### PASSAGE PROVIDED:
● ● ● ●
WAKATU USES WHANAUNGATANGA TO GROW BUSINESS

The general manager of Nelson-based Wakatu Incorporation says whanaungatanga or family relationships are as important in modern Maori business as it was in traditional times.

Ropata Taylor, from Ngati Rarua and Te Atiawa, says Wakatu is a long term conservative investor.

Over the past 30 years it has grown its asset base from $11 million to $250 million through investment in horticulture, property, seafood and tourism businesses.

He says it also works with other like-minded Maori organisations such as the major Taranaki land incorporation Paraninihi ki Waitotara, with whom it has a crayfish joint venture out of its Wellington subsidiary Port Nicholson Fisheries.

Mr Taylor is a panelist in tonight's forum on Maori business success at the Waitakere City Council Chambers.

MARK TWAIN PLAY GETS SECOND RUN

The controversial 1895 lecture tour of Aotearoa by American writer Samuel Clements, better known as Mark Twain, comes under the spotlight this week at Downstage theatre in Wellington.
● ● ● ●
### EXERCISE MATERIAL:
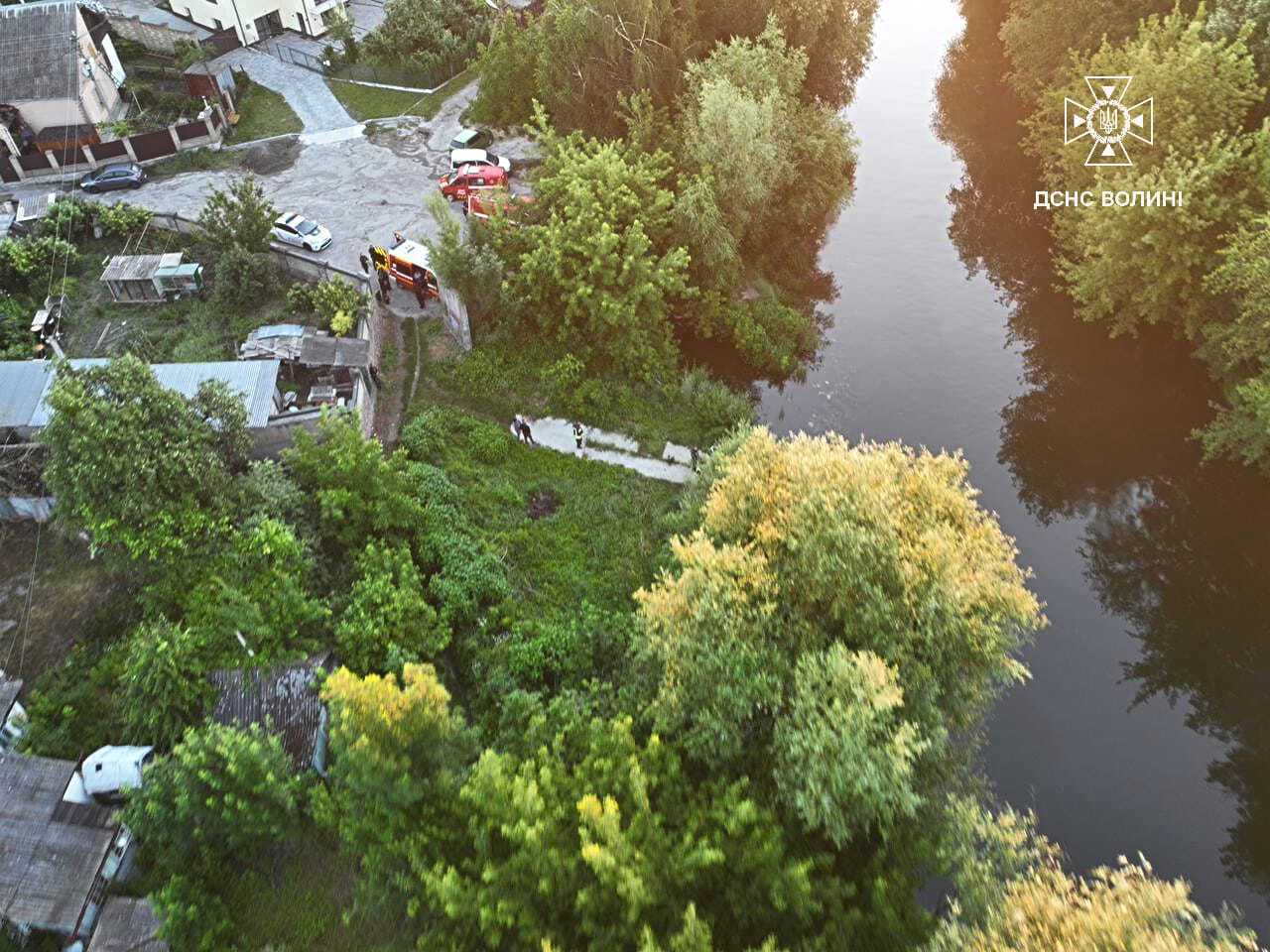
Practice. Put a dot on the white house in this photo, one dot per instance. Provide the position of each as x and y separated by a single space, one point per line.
56 84
258 19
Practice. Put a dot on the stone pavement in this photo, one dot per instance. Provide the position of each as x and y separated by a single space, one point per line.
305 90
611 448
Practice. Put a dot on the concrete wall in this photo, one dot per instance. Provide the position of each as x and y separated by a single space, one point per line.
240 16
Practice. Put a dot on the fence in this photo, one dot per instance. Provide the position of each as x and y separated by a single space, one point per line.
362 72
299 266
141 148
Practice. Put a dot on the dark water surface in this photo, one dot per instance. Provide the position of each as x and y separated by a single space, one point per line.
1144 724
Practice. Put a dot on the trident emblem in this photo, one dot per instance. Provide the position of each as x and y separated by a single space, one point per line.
1109 122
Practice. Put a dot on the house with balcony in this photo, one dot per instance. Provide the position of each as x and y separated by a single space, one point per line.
253 21
59 79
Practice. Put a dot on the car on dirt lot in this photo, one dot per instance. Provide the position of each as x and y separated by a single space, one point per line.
113 177
294 229
477 157
471 178
472 139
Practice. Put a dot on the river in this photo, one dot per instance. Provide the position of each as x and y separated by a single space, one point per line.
1142 726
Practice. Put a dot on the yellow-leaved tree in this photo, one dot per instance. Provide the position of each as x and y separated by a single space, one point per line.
839 616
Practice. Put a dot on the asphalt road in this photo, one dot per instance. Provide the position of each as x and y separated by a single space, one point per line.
362 184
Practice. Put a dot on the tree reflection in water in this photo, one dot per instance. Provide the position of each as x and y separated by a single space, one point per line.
1178 548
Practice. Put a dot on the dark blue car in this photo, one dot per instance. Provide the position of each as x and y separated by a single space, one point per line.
109 178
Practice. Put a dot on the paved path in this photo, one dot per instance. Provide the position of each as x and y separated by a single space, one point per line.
305 91
611 448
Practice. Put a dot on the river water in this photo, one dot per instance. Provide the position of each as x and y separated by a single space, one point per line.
1142 728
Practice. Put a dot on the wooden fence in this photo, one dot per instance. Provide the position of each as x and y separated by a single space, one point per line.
143 148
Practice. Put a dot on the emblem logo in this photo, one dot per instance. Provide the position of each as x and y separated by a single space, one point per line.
1109 122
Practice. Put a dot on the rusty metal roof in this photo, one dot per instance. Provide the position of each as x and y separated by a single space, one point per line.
282 699
127 925
49 861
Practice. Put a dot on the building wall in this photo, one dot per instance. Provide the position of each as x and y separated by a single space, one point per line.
98 95
240 16
41 113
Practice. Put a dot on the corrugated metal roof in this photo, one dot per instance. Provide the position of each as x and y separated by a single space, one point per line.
254 381
49 866
41 59
22 384
127 925
284 701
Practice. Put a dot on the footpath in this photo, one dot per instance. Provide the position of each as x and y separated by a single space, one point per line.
612 448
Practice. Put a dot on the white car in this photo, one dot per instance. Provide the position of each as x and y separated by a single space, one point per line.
460 158
293 229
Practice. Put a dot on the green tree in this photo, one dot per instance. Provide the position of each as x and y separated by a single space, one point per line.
1165 253
398 754
837 36
1232 18
844 756
1206 87
222 796
439 37
468 267
811 542
193 918
599 273
255 587
144 470
599 841
1241 282
388 613
1110 909
1040 37
239 216
1242 426
166 687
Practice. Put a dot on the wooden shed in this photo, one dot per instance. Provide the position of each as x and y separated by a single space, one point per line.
153 278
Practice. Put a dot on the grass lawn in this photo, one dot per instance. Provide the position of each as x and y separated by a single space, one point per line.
602 531
373 103
66 598
263 113
302 905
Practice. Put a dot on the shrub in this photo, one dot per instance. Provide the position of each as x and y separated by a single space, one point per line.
335 301
243 278
121 218
425 436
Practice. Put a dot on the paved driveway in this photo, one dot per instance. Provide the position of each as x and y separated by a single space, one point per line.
362 188
305 90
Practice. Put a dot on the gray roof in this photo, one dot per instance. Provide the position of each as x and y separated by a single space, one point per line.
137 267
50 851
9 690
305 345
127 925
254 381
22 384
282 699
40 58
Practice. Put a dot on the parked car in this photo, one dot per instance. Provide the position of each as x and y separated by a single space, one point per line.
488 203
462 181
109 178
471 139
477 157
293 229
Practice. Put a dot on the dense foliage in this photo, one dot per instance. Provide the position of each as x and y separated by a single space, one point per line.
● ● ● ●
### WORK TO COMPLETE:
1. According to the news passage, how much has Wakatu Incorporation's asset base grown over the past 30 years?
2. Find each line in the entries that contains the word "white" and copy those lines.

### THE REPLIES:
1. It grew from $11 million to $250 million.

2.
Practice. Put a dot on the white house in this photo, one dot per instance. Provide the position of each as x and y separated by a single space, one point per line.
Practice. Put a dot on the white car in this photo, one dot per instance. Provide the position of each as x and y separated by a single space, one point per line.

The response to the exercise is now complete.